[Records from a dataset]
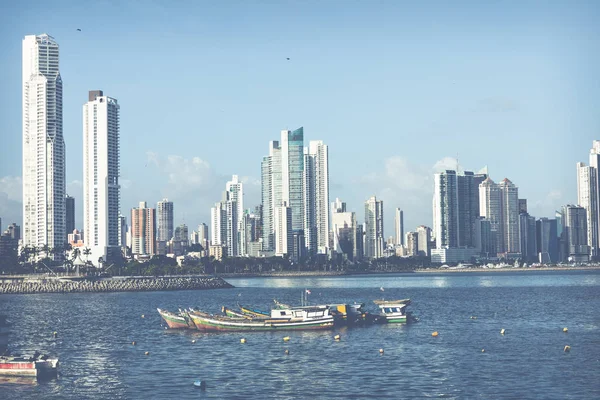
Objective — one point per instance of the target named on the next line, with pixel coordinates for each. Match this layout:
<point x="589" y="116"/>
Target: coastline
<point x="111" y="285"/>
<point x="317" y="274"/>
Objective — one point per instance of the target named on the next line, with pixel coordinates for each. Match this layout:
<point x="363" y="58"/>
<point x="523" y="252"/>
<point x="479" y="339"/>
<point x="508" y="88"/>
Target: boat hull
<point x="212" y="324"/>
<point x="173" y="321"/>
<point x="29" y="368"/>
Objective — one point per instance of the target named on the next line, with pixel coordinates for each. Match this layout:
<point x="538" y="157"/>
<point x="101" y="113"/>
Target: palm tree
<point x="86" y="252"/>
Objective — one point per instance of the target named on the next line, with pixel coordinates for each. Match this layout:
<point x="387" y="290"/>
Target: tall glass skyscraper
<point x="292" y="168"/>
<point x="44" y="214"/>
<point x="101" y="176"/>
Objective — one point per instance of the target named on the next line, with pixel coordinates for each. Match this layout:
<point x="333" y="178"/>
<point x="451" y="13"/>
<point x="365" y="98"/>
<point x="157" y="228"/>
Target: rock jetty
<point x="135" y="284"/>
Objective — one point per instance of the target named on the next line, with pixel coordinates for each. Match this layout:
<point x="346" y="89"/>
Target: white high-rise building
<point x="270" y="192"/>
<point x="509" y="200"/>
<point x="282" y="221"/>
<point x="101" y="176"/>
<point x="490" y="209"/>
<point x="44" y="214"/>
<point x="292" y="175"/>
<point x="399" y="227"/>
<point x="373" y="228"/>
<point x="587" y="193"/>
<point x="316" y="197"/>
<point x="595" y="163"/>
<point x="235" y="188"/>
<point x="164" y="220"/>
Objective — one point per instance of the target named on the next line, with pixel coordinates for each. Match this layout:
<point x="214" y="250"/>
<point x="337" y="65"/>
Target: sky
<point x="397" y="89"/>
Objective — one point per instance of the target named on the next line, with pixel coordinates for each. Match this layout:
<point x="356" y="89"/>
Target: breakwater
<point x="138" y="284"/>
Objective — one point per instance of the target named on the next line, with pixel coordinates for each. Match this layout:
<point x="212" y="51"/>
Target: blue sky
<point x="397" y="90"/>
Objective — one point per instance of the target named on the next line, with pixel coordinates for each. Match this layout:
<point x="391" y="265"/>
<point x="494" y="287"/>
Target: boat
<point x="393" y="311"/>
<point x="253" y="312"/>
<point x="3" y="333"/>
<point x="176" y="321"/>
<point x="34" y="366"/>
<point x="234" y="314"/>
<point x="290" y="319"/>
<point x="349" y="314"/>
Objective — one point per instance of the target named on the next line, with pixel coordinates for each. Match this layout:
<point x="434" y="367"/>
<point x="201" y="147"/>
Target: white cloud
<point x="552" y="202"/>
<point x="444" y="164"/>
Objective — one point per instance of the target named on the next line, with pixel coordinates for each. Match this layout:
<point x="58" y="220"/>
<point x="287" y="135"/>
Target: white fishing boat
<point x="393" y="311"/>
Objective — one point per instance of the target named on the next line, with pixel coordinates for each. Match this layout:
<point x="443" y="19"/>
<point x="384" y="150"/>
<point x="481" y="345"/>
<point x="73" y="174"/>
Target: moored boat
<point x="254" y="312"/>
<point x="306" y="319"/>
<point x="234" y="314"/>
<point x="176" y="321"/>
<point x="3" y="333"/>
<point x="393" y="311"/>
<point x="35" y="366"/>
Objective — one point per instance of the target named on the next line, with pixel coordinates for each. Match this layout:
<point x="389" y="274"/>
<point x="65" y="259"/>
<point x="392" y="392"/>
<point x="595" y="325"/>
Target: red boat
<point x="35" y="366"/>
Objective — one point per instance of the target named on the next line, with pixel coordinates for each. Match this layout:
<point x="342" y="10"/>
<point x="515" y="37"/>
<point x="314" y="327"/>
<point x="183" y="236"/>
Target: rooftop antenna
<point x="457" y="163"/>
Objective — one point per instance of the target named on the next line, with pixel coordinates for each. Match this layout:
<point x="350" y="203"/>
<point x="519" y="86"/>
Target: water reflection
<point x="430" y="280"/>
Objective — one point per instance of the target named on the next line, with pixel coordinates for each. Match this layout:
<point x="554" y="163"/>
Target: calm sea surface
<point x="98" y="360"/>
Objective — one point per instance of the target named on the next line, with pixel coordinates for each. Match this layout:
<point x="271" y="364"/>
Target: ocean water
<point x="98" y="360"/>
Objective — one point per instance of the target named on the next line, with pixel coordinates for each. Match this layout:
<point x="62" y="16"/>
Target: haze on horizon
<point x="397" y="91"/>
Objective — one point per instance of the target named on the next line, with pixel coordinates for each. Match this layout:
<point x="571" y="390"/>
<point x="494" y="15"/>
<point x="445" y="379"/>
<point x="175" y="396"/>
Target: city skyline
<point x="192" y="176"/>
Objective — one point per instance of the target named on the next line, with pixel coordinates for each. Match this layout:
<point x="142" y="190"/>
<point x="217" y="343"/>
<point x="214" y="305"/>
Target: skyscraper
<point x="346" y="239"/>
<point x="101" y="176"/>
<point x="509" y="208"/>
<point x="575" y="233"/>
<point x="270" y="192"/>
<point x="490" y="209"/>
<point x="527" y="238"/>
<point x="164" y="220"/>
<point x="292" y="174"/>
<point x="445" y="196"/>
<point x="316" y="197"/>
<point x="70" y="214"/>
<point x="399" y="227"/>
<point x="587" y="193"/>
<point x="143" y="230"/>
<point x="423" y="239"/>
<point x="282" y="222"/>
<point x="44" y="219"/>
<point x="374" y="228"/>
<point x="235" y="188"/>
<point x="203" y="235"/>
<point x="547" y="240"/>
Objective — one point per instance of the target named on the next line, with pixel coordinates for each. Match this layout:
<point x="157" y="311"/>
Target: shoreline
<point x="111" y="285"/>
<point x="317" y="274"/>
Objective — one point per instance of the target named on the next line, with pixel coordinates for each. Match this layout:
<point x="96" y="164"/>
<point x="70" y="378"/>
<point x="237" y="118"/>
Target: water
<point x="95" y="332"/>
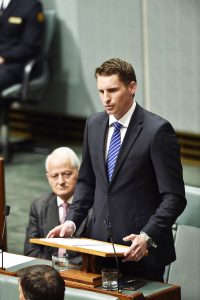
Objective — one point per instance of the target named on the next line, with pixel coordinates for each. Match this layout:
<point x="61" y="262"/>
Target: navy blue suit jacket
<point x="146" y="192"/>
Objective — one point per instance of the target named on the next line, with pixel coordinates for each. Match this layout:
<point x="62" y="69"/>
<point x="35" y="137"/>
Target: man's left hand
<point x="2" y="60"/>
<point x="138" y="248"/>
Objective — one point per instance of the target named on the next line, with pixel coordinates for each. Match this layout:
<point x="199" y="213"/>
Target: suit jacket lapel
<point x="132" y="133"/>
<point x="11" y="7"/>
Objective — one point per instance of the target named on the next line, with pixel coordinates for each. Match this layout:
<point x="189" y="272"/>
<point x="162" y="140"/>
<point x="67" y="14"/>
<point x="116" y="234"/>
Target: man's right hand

● Exercise details
Set down the data above verbatim, omitting every image.

● Answer to this exercise
Objective — one point per instance of the target named on the next line, with pixel coordinates for each. Match this layout:
<point x="589" y="116"/>
Target: coastline
<point x="111" y="285"/>
<point x="317" y="274"/>
Objective — one point per instance of the target named on the next line, with pixel coordinates for each. Match this layout:
<point x="363" y="58"/>
<point x="523" y="252"/>
<point x="479" y="339"/>
<point x="508" y="88"/>
Target: boat hull
<point x="212" y="324"/>
<point x="173" y="321"/>
<point x="29" y="368"/>
Objective — one point per instance of the target named on the next line, with pixel coordinates for each. Match this layout:
<point x="538" y="157"/>
<point x="101" y="113"/>
Target: palm tree
<point x="86" y="252"/>
Objective — one point per instance of the target named on the next line, with pixel coordinates for each. Match this layout:
<point x="387" y="290"/>
Target: tall glass skyscraper
<point x="292" y="168"/>
<point x="44" y="214"/>
<point x="101" y="176"/>
Objective — one point per instance of the target named on the next line, with pixel coordinates for each. Match this layout:
<point x="333" y="178"/>
<point x="451" y="13"/>
<point x="365" y="98"/>
<point x="157" y="228"/>
Target: rock jetty
<point x="135" y="284"/>
Objective — one point per instance of the target named on the next line, with pixel coordinates for each. Match this layout:
<point x="346" y="89"/>
Target: white high-rise building
<point x="270" y="192"/>
<point x="509" y="200"/>
<point x="282" y="221"/>
<point x="101" y="176"/>
<point x="490" y="209"/>
<point x="44" y="214"/>
<point x="292" y="175"/>
<point x="399" y="227"/>
<point x="373" y="228"/>
<point x="587" y="193"/>
<point x="316" y="197"/>
<point x="595" y="163"/>
<point x="235" y="188"/>
<point x="164" y="220"/>
Objective — one point per instance of the target named on the next line, with pixel coordinates for each. Match this layout:
<point x="214" y="250"/>
<point x="337" y="65"/>
Target: sky
<point x="397" y="89"/>
Objective — one point per instance of the target named on the next line, with pixel coordinates for each. Match this layout:
<point x="356" y="89"/>
Target: breakwater
<point x="138" y="284"/>
Objective — one point per instance of the target named on the next line, with pixel coordinates for each. Match this layout:
<point x="212" y="51"/>
Target: blue sky
<point x="397" y="90"/>
Objective — one point per instance of the target named on the next line, with pixel coordinates for each. Match this layout:
<point x="391" y="265"/>
<point x="494" y="287"/>
Target: boat
<point x="393" y="311"/>
<point x="253" y="312"/>
<point x="3" y="333"/>
<point x="176" y="321"/>
<point x="34" y="366"/>
<point x="234" y="314"/>
<point x="290" y="319"/>
<point x="349" y="314"/>
Objective — one point per instance of the target named on the next line, with pixel coordinates for each. Match this layout:
<point x="434" y="367"/>
<point x="201" y="147"/>
Target: white cloud
<point x="552" y="202"/>
<point x="444" y="164"/>
Objective — one point per instance of the target named on the next line, with pixel coordinates for each. Match this layout:
<point x="58" y="220"/>
<point x="287" y="135"/>
Target: white fishing boat
<point x="393" y="311"/>
Objective — one point per instance of the target named on the next line, with pixel coordinates for each. Match this layout:
<point x="443" y="19"/>
<point x="384" y="150"/>
<point x="481" y="345"/>
<point x="73" y="174"/>
Target: moored boat
<point x="254" y="312"/>
<point x="306" y="319"/>
<point x="234" y="314"/>
<point x="176" y="321"/>
<point x="3" y="333"/>
<point x="393" y="311"/>
<point x="35" y="366"/>
Objective — one point per instance of the target named on the next line, with pixel coordinates for each. Match this layout:
<point x="389" y="274"/>
<point x="65" y="259"/>
<point x="392" y="392"/>
<point x="595" y="325"/>
Target: red boat
<point x="35" y="366"/>
Objective — one point per instance of the target named on the next line, with pixel coordinates for each. Match this layout:
<point x="342" y="10"/>
<point x="515" y="37"/>
<point x="314" y="327"/>
<point x="183" y="236"/>
Target: rooftop antenna
<point x="457" y="163"/>
Objective — one point per instance of the target named on the next line, with pixel coordinates for each. Match this layout:
<point x="350" y="203"/>
<point x="519" y="86"/>
Target: water reflection
<point x="430" y="280"/>
Objective — one point per instance of the target named on the next line, with pixel coordinates for each. Match this layout:
<point x="554" y="163"/>
Target: calm sea surface
<point x="98" y="360"/>
Objective — one point per instance of the target named on the next line, with pixel coordinates for each. Match this layout:
<point x="271" y="364"/>
Target: ocean water
<point x="98" y="360"/>
Objective — one point per instance of the target named on the next line, with pixel coordinates for each. Match this layout:
<point x="62" y="16"/>
Target: haze on horizon
<point x="397" y="91"/>
Objective — one point per instance of the target named on the next line, with pixel coordinates for each. Match this layout:
<point x="571" y="390"/>
<point x="494" y="15"/>
<point x="445" y="379"/>
<point x="175" y="396"/>
Target: city skyline
<point x="192" y="176"/>
Objective — one point per instance of the target named on the next line, with pixel coordinates for each. Match this layout:
<point x="142" y="190"/>
<point x="217" y="343"/>
<point x="214" y="305"/>
Target: skyscraper
<point x="346" y="239"/>
<point x="101" y="176"/>
<point x="509" y="208"/>
<point x="575" y="233"/>
<point x="270" y="192"/>
<point x="490" y="209"/>
<point x="527" y="238"/>
<point x="164" y="220"/>
<point x="292" y="174"/>
<point x="445" y="196"/>
<point x="316" y="197"/>
<point x="70" y="214"/>
<point x="399" y="227"/>
<point x="587" y="193"/>
<point x="143" y="230"/>
<point x="423" y="239"/>
<point x="282" y="222"/>
<point x="44" y="219"/>
<point x="374" y="228"/>
<point x="235" y="188"/>
<point x="203" y="235"/>
<point x="547" y="240"/>
Objective — one point per instance of the target named on the next line, with pixel coordinates for each. Match this layout:
<point x="157" y="311"/>
Target: shoreline
<point x="111" y="285"/>
<point x="317" y="274"/>
Objective — one point per instance of the target named on the next line, with pixel coordinates for each. Match this layout:
<point x="96" y="164"/>
<point x="70" y="378"/>
<point x="237" y="118"/>
Target: water
<point x="95" y="332"/>
Objective — one point per instance of the target named on the next line, with pixel coordinates for each. Match this layout:
<point x="61" y="262"/>
Target: navy blue suit jacket
<point x="146" y="192"/>
Objective — one point per instance of the target named on the next line, with pixel coordinates for each. Match this layout:
<point x="62" y="69"/>
<point x="35" y="137"/>
Target: man's left hand
<point x="2" y="60"/>
<point x="138" y="248"/>
Objective — one point per instance of the target named on the next line, with pixel coordinates for each. Match this layout:
<point x="199" y="213"/>
Target: suit jacket lapel
<point x="132" y="133"/>
<point x="11" y="7"/>
Objective — one point per instance of the target named on the next line, with pixel coordinates for each. Match this layout:
<point x="189" y="272"/>
<point x="162" y="140"/>
<point x="67" y="14"/>
<point x="116" y="234"/>
Target: man's right hand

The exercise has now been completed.